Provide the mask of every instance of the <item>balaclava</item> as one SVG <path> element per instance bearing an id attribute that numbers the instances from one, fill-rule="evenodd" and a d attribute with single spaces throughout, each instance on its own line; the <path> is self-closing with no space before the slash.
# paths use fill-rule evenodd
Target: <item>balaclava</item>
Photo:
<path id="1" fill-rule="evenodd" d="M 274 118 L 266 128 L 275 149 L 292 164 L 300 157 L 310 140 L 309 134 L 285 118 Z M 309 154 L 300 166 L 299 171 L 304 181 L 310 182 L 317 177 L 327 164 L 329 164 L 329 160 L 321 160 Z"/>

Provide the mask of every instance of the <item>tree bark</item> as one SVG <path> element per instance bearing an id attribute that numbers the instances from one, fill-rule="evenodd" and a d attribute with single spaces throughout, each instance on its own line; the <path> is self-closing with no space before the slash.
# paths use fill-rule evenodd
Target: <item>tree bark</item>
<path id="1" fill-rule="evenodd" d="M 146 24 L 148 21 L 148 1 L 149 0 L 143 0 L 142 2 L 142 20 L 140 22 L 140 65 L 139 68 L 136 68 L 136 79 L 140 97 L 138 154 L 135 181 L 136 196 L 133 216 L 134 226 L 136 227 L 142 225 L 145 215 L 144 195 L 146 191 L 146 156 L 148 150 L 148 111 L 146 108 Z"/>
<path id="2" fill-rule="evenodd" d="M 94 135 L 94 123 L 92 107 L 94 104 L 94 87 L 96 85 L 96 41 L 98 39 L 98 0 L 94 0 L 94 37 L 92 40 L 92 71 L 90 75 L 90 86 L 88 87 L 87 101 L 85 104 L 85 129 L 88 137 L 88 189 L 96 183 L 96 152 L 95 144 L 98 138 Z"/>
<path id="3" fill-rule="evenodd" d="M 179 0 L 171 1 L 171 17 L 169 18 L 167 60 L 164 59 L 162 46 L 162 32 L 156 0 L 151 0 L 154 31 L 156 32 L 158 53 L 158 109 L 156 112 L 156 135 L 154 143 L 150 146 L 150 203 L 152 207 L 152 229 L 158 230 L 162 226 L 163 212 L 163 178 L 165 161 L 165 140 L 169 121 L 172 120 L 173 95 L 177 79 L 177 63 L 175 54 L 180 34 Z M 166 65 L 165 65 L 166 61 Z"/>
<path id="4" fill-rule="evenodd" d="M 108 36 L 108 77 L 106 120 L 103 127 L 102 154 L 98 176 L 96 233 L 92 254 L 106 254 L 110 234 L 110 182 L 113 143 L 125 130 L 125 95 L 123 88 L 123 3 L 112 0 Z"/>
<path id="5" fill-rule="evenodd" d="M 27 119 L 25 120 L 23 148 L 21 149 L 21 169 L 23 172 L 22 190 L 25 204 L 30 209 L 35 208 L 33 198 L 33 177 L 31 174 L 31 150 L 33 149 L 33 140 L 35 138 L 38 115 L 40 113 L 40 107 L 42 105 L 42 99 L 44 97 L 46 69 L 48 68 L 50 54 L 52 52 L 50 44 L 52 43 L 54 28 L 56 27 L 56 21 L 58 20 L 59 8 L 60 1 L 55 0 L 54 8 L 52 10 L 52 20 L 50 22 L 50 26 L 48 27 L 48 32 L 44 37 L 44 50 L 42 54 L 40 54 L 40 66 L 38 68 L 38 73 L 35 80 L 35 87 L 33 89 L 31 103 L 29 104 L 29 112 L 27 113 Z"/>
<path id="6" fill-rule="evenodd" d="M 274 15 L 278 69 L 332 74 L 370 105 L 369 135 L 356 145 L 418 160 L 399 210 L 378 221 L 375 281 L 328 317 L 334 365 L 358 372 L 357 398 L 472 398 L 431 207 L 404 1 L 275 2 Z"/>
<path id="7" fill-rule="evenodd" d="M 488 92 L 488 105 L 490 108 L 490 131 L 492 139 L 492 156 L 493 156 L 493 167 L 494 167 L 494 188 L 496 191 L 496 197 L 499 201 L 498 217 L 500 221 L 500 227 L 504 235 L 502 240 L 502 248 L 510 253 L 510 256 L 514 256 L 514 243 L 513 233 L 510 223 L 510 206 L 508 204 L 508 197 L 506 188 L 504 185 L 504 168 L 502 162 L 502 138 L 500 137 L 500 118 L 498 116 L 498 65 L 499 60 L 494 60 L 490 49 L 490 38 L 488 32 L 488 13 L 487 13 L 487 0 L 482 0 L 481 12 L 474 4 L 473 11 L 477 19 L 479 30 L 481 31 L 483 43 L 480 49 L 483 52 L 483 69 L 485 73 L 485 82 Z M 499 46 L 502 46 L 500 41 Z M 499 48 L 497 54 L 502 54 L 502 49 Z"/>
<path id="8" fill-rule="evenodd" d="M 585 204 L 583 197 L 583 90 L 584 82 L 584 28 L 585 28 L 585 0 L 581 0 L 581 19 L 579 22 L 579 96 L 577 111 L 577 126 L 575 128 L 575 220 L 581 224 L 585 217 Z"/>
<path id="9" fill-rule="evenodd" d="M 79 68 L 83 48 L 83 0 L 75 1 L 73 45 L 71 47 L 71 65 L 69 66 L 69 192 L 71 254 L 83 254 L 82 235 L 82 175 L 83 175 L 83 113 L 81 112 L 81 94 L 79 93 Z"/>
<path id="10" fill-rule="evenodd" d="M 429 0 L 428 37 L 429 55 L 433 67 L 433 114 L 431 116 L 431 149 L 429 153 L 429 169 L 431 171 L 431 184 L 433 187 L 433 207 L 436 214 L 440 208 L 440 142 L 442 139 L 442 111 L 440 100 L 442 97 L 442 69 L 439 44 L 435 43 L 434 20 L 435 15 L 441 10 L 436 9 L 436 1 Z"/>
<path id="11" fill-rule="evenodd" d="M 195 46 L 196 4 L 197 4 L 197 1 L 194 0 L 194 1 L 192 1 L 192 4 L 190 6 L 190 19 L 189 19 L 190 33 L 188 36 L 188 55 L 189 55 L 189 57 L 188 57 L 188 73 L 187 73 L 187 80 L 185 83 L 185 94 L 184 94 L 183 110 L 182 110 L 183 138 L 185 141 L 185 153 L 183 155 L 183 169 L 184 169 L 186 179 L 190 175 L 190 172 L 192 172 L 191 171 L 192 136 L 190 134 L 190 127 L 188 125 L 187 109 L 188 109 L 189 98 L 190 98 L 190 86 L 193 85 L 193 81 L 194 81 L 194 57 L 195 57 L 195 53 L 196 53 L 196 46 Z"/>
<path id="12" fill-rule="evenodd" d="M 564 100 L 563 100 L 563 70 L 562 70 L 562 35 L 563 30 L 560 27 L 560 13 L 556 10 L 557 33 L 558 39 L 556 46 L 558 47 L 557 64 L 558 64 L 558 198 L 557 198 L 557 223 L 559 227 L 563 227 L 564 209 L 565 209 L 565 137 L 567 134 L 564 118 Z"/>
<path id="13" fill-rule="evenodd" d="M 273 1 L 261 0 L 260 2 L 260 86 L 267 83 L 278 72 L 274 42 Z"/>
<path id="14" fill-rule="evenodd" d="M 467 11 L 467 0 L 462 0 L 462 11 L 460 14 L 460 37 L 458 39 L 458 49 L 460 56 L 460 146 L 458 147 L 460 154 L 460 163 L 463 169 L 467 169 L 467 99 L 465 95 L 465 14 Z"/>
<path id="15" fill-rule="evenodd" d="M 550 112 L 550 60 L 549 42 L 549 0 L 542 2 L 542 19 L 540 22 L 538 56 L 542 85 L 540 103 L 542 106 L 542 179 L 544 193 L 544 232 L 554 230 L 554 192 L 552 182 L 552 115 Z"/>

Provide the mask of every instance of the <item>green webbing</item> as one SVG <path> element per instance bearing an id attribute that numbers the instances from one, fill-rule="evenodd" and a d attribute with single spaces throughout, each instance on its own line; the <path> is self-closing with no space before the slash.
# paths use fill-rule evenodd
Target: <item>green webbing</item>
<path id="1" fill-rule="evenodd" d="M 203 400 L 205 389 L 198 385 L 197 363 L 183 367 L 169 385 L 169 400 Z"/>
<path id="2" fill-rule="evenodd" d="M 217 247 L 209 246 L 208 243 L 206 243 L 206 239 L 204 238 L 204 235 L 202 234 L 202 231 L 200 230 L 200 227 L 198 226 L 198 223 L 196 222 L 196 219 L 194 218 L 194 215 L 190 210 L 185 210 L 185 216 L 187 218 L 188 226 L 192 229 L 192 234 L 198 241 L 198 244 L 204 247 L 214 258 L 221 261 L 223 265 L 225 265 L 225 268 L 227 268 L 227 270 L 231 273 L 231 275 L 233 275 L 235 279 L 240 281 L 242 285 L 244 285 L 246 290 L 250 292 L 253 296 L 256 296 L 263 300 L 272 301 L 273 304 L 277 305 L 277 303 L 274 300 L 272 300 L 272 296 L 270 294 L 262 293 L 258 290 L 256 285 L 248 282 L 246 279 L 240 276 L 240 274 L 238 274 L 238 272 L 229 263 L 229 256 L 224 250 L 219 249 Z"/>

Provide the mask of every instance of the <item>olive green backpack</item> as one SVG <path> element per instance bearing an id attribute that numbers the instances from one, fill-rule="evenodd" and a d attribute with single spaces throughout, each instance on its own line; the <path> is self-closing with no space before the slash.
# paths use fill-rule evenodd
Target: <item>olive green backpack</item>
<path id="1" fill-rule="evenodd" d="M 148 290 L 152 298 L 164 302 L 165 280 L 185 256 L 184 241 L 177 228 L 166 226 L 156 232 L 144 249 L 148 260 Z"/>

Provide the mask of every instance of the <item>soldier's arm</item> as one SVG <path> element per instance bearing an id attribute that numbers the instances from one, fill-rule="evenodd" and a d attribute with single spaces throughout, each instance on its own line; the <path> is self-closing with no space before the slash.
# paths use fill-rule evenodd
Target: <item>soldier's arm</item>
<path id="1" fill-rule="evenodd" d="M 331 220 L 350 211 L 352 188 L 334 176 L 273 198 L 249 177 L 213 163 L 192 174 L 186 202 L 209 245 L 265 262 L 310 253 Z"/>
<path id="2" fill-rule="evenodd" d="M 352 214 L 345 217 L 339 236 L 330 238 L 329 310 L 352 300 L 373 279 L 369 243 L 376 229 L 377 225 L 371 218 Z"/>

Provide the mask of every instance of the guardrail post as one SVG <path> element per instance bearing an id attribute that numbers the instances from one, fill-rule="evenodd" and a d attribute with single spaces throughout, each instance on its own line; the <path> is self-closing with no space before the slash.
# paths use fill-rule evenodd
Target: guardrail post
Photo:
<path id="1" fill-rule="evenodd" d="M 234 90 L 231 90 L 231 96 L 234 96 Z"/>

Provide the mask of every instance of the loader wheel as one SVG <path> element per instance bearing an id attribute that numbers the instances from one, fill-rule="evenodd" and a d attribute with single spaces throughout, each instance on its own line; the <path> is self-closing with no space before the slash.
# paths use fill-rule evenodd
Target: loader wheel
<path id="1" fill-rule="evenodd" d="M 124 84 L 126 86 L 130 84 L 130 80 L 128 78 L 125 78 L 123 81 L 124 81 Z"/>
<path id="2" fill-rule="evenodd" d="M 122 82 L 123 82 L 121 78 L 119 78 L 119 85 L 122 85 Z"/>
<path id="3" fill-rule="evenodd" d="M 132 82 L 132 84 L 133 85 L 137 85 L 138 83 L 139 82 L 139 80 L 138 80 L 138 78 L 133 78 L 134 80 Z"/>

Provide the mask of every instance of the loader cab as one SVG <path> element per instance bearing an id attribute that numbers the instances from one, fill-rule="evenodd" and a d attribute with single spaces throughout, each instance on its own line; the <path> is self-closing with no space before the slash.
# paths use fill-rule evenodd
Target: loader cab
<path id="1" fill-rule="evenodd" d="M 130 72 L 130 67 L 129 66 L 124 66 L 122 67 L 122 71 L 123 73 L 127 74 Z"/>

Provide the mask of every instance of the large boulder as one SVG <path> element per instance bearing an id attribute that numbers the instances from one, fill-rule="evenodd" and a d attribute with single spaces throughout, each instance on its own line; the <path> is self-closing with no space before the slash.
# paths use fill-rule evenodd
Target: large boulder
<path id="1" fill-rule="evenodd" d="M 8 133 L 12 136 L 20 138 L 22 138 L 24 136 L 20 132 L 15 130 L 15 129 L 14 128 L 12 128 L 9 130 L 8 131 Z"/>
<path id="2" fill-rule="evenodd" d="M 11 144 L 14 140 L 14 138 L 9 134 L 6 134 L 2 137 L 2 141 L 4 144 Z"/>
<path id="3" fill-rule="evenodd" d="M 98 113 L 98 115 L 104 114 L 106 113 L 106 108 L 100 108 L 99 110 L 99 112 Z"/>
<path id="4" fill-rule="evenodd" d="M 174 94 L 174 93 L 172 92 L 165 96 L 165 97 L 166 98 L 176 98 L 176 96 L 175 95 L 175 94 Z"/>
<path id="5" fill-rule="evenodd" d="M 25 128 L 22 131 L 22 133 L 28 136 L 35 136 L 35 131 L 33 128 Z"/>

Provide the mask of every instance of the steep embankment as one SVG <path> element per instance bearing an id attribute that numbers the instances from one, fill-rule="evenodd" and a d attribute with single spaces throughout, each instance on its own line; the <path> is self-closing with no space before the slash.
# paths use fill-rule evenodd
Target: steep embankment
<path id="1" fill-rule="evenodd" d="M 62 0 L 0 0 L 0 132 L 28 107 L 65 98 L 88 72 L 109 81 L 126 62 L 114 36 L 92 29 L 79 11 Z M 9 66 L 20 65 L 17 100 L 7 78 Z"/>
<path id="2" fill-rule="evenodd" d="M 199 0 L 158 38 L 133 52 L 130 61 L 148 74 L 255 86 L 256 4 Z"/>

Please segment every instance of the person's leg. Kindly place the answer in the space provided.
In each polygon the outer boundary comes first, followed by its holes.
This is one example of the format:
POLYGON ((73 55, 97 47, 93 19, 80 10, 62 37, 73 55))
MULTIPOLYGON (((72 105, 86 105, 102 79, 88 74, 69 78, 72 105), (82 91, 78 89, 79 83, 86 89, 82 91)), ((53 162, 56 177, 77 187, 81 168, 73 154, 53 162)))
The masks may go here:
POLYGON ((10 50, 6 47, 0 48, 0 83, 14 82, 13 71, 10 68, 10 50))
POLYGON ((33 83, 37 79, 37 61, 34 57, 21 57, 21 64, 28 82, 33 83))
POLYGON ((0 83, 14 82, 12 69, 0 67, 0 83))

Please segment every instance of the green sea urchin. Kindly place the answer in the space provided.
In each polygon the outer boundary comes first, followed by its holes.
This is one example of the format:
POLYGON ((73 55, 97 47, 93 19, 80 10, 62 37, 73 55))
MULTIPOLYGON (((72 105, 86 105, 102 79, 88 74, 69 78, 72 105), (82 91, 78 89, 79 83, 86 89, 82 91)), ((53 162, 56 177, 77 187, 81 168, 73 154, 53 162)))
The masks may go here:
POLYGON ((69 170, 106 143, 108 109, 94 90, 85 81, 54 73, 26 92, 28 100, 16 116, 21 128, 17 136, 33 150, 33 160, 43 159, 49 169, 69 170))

▸ TASK STATEMENT
Lay out the data as a JSON list of strings with one string per line and blank lines omitted. Start at the line containing "Provide the mask of every instance of the guardrail" and continue through the line containing "132 82 L 132".

▸ EXERCISE ANSWER
[
  "Provide the mask of every instance of the guardrail post as one SVG <path> element per instance bearing an id attribute that numbers the instances from one, fill-rule=\"evenodd\" and a d attribute with single spaces throughout, each instance on its own line; the <path> is self-closing with no space before the slash.",
  "# paths use fill-rule evenodd",
  "Target: guardrail post",
  "Photo:",
  "<path id=\"1\" fill-rule=\"evenodd\" d=\"M 234 90 L 231 90 L 231 96 L 234 96 Z\"/>",
  "Provide the mask of every instance of the loader wheel as one SVG <path> element per instance bearing an id attribute that numbers the instances from one, fill-rule=\"evenodd\" and a d attribute with single spaces throughout, each instance on its own line; the <path> is self-closing with no space before the slash.",
  "# paths use fill-rule evenodd",
  "Target: loader wheel",
  "<path id=\"1\" fill-rule=\"evenodd\" d=\"M 124 84 L 126 86 L 130 84 L 130 80 L 128 78 L 125 78 L 123 81 L 124 81 Z\"/>",
  "<path id=\"2\" fill-rule=\"evenodd\" d=\"M 122 82 L 123 82 L 121 78 L 119 78 L 119 85 L 122 85 Z\"/>",
  "<path id=\"3\" fill-rule=\"evenodd\" d=\"M 132 82 L 132 84 L 133 85 L 137 85 L 138 83 L 139 82 L 139 80 L 138 80 L 138 78 L 133 78 L 134 80 Z\"/>"
]